## Questions to answer
A: Answer these questions from the news article below about the violence at the Querétaro stadium.
(i) How many people did Governor Mauricio Kuri say were hospitalized, and how many of them were men and how many women?
(ii) Who reported that the three seriously injured patients were recuperating "favorably"?
(iii) According to Kuri, who is responsible for security inside the stadium?
B: From the news article below about the violence at the Querétaro stadium, list every group into which Governor Kuri divided the hospitalized people by condition, with the number in each group.

## Reading passage
◆ ◆ ◆ ◆ ◆

Violence between fans hurts Mexican soccer league

Photo: AP

Mexican authorities are investigating the spiral of violence between fans in a soccer game that left, according to the latest data, 26 injured, three of them seriously, in the city of Querétaro, the capital city of the state, in central México.

After almost 12 hours of speculation, and the profuse dissemination of strong videos with violent scenes on social networks, this Sunday, the state governor, Mauricio Kuri, indicated that 26 people, 24 men and two women, were hospitalized.

He detailed that three have already been discharged, 10 are reported out of danger, another 10 are reported as delicate, while the remaining three are in serious condition.

“It is a tragedy because, although there are no deaths, we cannot say that it is not a tragedy and we cannot allow it to become politicized,” said Kuri during a Sunday press conference.

The Saturday match between the Querétaro-Atlas teams, current champion in México and part of the ninth closing day of Mexican soccer, was suspended as a result of acts of violence that ended with the invasion of the field by fans.

The fight between fans of both teams, started in the stands, grew and ended up on the field, causing the players to take refuge in the locker room and the referee to end the match, actions that all professional soccer clubs in México regretted.

No deaths

The strong images published in photographs and videos on social networks suggested, after the pitched battle between fans of both teams, there was even talk of a deceased. Without specifying sources, they mentioned “unofficially 17 dead.”

But, hours after the incidents, the Coordination of Civil Protection of the State of Querétaro indicated in an initial report that the confrontation had left at least 22 people injured.

This Sunday, the Secretary of Health of Querétaro, María Martina Pérez, reported that the three patients reported as serious were recuperating “favorably”, despite the fact that in videos that circulated on networks they were seen severely injured and immobile and in some cases with profuse hemorrhages.

“They are stable, they are alive, the image could say something else, but they are alive. So far we have not had any deaths,” she assured.

However, to clear up any doubt about possible deaths, Kuri stressed that the State Prosecutor’s Office opened a series of investigation files for the events in the stadium, including one for attempted murder, and said that toxicological tests will be applied to who were involved.

These violent actions that have become recurrent in Mexican soccer, occur in a country that registered 33,308 homicides in 2021 after the two most violent years in its history, under the mandate of Andrés Manuel López Obrador, with 34,690 murder victims in 2019 and 34,554 in 2020.

Insufficient security

With previous clashes between fans of the two clubs making the Saturday encounter a high-risk match, Kuri acknowledged this Sunday that the security in the stadium “was insufficient” and the one that was there did not act with the necessary promptness. And he recalled that security inside the stadium is the responsibility of Club Querétaro and Liga MX.

◆ ◆ ◆ ◆ ◆

## Provided data
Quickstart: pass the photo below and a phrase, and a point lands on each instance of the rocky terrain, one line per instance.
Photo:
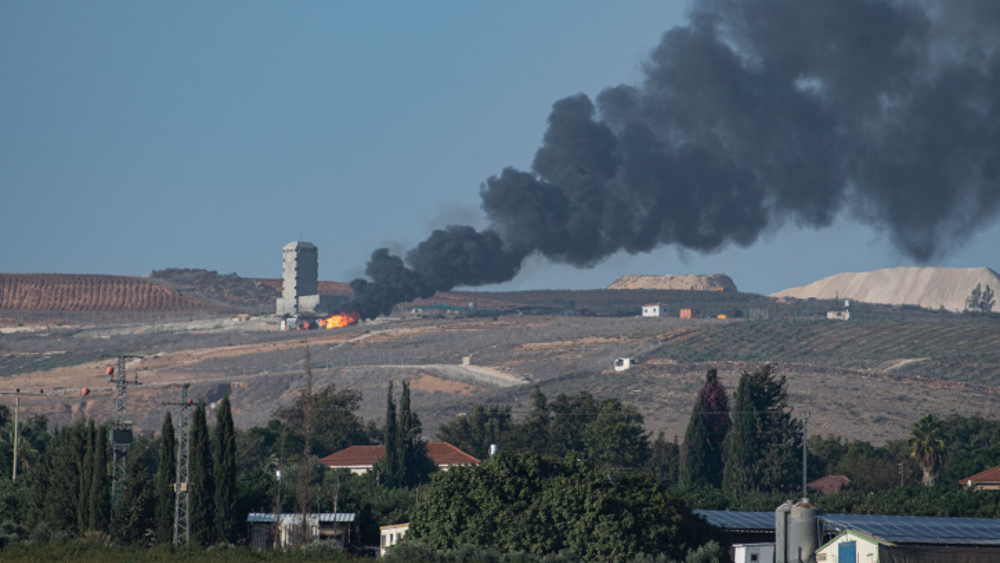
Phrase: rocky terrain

◆ ◆ ◆ ◆ ◆

## Answers in order
A:
(i) 26 people: 24 men and two women.
(ii) María Martina Pérez, the Secretary of Health of Querétaro.
(iii) Club Querétaro and Liga MX.

B:
- Already discharged: 3
- Out of danger: 10
- Delicate: 10
- Serious condition: 3